* [Recorded data]

● ● ●

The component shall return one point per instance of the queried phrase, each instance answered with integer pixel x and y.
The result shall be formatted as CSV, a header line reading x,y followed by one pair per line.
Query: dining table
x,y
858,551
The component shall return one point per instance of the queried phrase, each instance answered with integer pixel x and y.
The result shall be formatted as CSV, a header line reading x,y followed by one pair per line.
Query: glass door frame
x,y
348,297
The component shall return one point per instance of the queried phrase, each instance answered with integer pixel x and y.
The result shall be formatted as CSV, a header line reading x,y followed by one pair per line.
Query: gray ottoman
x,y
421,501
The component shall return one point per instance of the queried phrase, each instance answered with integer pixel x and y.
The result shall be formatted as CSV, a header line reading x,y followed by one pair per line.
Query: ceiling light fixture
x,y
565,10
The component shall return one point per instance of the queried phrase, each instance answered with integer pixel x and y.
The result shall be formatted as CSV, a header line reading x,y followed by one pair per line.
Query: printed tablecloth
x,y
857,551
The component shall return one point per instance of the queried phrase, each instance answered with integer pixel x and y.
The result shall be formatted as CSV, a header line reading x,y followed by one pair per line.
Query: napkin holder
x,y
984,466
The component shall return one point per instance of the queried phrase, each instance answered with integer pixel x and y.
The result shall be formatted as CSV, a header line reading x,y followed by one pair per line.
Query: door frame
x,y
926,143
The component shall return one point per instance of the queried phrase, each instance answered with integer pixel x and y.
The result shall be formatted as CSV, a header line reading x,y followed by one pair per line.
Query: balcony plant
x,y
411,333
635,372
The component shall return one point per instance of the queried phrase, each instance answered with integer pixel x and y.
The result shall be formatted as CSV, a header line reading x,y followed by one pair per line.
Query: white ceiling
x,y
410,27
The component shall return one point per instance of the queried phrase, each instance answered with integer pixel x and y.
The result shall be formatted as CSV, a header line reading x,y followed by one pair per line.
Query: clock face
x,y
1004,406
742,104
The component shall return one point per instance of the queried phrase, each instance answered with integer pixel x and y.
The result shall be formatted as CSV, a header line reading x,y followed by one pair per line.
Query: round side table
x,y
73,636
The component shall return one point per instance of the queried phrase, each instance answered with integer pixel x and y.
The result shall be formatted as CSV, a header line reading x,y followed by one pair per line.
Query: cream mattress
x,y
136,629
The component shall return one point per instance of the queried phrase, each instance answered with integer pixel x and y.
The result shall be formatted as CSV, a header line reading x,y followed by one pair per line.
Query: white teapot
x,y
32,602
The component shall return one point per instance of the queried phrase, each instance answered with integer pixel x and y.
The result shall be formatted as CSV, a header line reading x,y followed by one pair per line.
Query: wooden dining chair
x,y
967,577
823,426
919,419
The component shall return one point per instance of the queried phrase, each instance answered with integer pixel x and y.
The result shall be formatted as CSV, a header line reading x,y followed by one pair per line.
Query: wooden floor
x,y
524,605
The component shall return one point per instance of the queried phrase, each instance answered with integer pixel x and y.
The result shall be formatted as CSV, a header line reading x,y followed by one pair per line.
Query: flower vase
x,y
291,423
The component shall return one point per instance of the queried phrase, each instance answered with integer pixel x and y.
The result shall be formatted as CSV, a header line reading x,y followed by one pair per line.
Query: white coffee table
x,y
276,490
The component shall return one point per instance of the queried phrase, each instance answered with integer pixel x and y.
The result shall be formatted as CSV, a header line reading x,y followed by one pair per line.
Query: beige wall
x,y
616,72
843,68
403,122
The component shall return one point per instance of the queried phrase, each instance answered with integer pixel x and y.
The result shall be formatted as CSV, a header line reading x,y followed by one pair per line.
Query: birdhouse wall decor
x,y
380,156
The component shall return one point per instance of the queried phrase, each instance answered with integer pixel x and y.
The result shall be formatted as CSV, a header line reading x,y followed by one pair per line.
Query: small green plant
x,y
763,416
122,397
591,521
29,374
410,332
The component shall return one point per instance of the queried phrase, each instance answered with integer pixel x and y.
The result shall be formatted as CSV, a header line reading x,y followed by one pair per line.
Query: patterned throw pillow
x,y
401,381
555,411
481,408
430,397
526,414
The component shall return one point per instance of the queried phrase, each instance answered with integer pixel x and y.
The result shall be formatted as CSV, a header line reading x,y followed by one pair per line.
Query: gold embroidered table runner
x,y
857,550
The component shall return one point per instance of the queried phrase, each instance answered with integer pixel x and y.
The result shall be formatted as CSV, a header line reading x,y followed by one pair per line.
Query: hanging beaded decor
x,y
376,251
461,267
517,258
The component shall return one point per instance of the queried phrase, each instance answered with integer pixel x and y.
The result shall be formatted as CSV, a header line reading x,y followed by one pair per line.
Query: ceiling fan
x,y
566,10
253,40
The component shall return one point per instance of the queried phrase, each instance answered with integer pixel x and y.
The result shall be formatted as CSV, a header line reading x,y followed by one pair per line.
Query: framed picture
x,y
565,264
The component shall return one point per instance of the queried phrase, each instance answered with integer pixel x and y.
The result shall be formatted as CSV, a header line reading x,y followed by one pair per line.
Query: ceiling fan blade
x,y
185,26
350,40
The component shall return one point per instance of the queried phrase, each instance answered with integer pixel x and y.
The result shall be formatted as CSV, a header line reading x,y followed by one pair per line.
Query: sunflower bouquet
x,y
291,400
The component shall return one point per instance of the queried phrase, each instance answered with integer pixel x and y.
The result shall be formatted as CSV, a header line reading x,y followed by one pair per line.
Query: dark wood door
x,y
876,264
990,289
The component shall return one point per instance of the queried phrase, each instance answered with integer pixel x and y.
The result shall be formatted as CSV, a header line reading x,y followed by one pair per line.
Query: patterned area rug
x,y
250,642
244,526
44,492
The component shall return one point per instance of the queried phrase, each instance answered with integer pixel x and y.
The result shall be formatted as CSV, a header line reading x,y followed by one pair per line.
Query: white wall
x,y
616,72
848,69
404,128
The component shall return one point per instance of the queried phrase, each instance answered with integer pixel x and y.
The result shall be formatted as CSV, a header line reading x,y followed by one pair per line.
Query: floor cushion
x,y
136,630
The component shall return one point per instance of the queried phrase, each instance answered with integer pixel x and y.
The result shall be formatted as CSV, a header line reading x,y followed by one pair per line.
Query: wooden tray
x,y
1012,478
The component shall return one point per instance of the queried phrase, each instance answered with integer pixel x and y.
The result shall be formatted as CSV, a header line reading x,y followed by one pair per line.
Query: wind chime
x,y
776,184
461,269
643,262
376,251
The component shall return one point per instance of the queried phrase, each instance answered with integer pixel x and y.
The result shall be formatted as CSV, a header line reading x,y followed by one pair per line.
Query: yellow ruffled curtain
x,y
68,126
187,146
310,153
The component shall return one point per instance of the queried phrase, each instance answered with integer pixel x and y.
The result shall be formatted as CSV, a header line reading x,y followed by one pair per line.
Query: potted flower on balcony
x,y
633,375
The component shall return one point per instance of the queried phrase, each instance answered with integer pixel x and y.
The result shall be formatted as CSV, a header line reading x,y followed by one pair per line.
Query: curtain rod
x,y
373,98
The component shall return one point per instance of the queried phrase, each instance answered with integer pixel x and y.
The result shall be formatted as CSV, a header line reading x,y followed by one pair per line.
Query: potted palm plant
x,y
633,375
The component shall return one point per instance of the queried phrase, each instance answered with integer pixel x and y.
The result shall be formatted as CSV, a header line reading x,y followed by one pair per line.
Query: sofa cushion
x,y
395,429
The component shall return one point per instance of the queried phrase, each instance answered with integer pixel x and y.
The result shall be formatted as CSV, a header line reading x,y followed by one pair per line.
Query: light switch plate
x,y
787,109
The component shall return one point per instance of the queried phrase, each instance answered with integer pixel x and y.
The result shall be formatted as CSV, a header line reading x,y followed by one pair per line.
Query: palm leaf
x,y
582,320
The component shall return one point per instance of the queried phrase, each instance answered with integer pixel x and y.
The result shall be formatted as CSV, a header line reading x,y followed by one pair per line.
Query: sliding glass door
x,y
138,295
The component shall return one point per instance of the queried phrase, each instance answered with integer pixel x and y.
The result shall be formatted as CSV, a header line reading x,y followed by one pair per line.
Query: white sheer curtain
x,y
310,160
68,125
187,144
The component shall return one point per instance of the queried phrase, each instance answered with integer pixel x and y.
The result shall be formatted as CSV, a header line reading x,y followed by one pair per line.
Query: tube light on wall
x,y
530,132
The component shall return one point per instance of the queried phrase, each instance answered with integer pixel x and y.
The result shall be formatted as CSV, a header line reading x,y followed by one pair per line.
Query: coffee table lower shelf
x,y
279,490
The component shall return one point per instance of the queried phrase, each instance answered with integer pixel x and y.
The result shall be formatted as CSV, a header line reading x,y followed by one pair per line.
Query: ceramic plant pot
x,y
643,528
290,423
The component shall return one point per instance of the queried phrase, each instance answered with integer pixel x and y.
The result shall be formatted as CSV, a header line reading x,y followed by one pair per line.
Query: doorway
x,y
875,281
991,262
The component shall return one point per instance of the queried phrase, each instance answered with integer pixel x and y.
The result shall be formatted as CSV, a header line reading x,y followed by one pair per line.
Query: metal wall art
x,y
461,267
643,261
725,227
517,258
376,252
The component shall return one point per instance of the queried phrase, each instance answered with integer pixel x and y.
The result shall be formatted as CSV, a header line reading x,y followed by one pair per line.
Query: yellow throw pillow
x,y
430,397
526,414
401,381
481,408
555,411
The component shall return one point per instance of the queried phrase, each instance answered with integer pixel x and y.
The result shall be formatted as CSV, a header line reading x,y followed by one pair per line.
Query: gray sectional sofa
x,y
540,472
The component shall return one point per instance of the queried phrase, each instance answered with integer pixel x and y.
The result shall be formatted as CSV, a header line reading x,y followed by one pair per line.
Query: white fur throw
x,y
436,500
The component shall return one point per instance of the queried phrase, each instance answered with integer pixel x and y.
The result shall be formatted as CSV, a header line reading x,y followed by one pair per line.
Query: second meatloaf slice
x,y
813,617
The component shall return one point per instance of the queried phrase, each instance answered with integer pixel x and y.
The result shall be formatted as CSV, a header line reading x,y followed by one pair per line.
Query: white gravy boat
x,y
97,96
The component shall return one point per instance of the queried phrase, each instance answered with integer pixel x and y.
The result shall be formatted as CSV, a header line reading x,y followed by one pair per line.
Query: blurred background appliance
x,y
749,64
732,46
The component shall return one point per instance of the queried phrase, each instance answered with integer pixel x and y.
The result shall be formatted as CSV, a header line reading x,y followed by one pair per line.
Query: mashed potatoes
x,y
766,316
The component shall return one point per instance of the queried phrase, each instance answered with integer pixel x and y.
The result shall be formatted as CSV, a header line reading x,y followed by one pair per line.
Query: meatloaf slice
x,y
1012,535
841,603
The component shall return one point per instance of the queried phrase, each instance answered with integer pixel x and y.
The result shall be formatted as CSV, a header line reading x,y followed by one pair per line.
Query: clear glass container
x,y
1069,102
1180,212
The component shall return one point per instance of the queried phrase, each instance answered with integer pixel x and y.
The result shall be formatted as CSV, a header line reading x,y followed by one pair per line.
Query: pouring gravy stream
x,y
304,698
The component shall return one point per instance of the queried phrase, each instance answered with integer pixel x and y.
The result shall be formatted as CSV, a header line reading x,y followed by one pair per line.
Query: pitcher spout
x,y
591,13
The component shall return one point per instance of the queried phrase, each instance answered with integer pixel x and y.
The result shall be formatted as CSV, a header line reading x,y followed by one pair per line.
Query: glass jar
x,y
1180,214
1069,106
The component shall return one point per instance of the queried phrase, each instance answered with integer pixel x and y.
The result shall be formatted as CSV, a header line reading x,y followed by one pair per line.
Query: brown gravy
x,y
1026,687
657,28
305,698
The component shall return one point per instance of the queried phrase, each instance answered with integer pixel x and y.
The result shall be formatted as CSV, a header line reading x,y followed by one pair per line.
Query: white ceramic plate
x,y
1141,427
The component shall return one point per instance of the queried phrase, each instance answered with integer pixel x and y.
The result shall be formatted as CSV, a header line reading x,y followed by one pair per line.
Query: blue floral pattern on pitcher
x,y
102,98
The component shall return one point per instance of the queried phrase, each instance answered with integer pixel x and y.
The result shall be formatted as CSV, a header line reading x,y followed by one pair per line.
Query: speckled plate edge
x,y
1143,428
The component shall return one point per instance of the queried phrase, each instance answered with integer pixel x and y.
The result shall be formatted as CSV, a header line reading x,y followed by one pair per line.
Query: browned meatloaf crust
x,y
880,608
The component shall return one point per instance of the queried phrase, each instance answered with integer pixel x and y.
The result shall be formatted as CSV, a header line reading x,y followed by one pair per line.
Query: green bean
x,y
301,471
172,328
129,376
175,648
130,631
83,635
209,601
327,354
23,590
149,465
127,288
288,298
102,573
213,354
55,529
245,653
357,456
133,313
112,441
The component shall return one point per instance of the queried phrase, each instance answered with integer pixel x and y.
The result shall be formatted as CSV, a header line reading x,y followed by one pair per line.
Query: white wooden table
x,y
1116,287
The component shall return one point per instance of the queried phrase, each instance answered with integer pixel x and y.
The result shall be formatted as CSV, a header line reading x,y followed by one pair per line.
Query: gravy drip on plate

● ● ●

* [Task details]
Identify every line in the listing above that contains the word "wooden", treating uppercase and lowercase as different, and copy each such line.

* [Result below]
Query: wooden dining chair
Query: wooden floor
Query: wooden tray
Query: white wooden table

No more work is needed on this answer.